WRITTEN INSTRUCTION -
Please format each of the rows below as a JSON list of strings, with one string for each line and any blank lines left out.

Point labeling rows -
_ _ _ _ _

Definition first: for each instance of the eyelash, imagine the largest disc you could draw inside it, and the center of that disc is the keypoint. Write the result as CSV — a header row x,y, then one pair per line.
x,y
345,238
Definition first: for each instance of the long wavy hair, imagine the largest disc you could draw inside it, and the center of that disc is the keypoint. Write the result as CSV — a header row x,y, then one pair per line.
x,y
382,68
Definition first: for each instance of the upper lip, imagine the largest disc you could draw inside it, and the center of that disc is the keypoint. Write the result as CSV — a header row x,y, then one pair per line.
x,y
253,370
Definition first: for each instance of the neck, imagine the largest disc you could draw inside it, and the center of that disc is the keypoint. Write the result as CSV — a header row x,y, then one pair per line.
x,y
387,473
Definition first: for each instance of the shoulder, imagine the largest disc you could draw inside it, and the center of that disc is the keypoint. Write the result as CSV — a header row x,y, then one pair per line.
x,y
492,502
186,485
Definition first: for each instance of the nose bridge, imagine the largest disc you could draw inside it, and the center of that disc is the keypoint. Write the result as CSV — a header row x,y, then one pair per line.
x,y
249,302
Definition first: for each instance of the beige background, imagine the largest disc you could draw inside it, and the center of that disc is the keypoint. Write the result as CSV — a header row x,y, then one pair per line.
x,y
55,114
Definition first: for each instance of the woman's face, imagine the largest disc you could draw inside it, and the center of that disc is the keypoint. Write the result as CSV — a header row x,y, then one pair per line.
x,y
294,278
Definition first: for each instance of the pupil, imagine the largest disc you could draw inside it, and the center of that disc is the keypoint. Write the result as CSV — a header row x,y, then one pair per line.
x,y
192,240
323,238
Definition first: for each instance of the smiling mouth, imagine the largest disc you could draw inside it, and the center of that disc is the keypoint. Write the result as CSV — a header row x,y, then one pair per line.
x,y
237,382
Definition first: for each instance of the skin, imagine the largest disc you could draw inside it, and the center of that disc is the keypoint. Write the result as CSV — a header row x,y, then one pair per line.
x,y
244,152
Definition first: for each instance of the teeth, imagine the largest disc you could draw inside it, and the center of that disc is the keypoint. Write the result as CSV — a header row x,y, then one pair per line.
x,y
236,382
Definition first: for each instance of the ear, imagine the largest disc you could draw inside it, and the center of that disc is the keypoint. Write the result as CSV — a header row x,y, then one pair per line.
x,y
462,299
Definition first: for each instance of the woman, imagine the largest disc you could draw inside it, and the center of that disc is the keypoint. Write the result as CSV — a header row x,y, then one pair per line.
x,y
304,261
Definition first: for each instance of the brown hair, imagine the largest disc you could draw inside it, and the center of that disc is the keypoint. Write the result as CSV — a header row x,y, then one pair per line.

_ _ _ _ _

COMPLETE OUTPUT -
[
  "Definition first: for each instance of the eyelash, imagine the largest disc you could draw inside it, and the center of that disc is the keypoint. Write the result as CSV — a header row x,y, then one pair per line.",
  "x,y",
  "345,238",
  "Definition first: for each instance of the long wavy hair, imagine the largest disc you could draw inside it, and the center of that disc is the keypoint. Write the result as CSV — a header row x,y, then one pair per line.",
  "x,y",
  "382,68",
  "Definition first: for each instance of the upper lip, imagine the largest disc you could draw inside it, and the center of that disc is the keypoint. Write the result as CSV — a header row x,y, then one pair per line.",
  "x,y",
  "253,370",
  "Definition first: for each instance of the neck, imagine the largest disc you could draw inside it, and the center of that disc is the keypoint. Write the result as CSV — a header row x,y, then one pair per line.",
  "x,y",
  "387,473",
  "Definition first: for each instance of the shoulder, imagine the largest disc you could draw inside it, and the center of that disc is the keypoint. Write the result as CSV — a header row x,y, then one pair per line.",
  "x,y",
  "492,502",
  "186,485",
  "Definition first: for each instance of the nose bridge, imagine the largest disc you could draw inside it, and the center of that disc is the keypoint. Write the result as CSV — a header row x,y, then one pair per line.",
  "x,y",
  "249,302",
  "Definition first: for each instance of the beige background, imagine the largest disc you could draw inside it, and the center of that disc is the keypoint. Write the result as CSV — a header row x,y, then one pair per line.",
  "x,y",
  "55,114",
  "Definition first: for each instance of the woman's face, imagine the largest disc you could draw inside it, and the center of that disc is the keypoint. Write the result as CSV — a header row x,y, then one pair per line.",
  "x,y",
  "294,278",
  "Definition first: for each instance of the pupil, imagine the largest disc you could draw inside it, and the center of that disc is the keypoint. Write the result as CSV — a header row x,y, then one pair per line.",
  "x,y",
  "192,240",
  "323,238",
  "Definition first: for each instance of the smiling mouth, imagine the largest disc you could draw inside it, and the center of that disc is the keypoint. Write the result as CSV — a header row x,y, then one pair per line.",
  "x,y",
  "237,382",
  "Definition first: for each instance of the skin, imagine the largest disc you could draw inside it, and the center of that disc is the keypoint. Write the result as CSV — a header row x,y, then one pair per line.",
  "x,y",
  "244,152",
  "Definition first: for each instance of the teeth, imagine the largest disc you could draw inside it, and the center of that disc is the keypoint. Write the result as CSV — a header row x,y, then one pair per line.",
  "x,y",
  "236,382",
  "Definition first: for each instance of the ear, imagine the largest disc you could draw inside it, and the center of that disc is the keypoint. Write the result as CSV — a header row x,y, then one pair per line.",
  "x,y",
  "462,299",
  "Definition first: for each instance of the woman, imagine the largest disc you could draw inside it, and the center of that disc is the keypoint. Write the result as CSV — a header row x,y, then one pair per line.",
  "x,y",
  "304,261",
  "Definition first: for each instance of the brown hair, imagine the largest disc you could draw inside it, and the center of that disc is the keypoint. Write the result as CSV — a header row x,y, then one pair per line."
]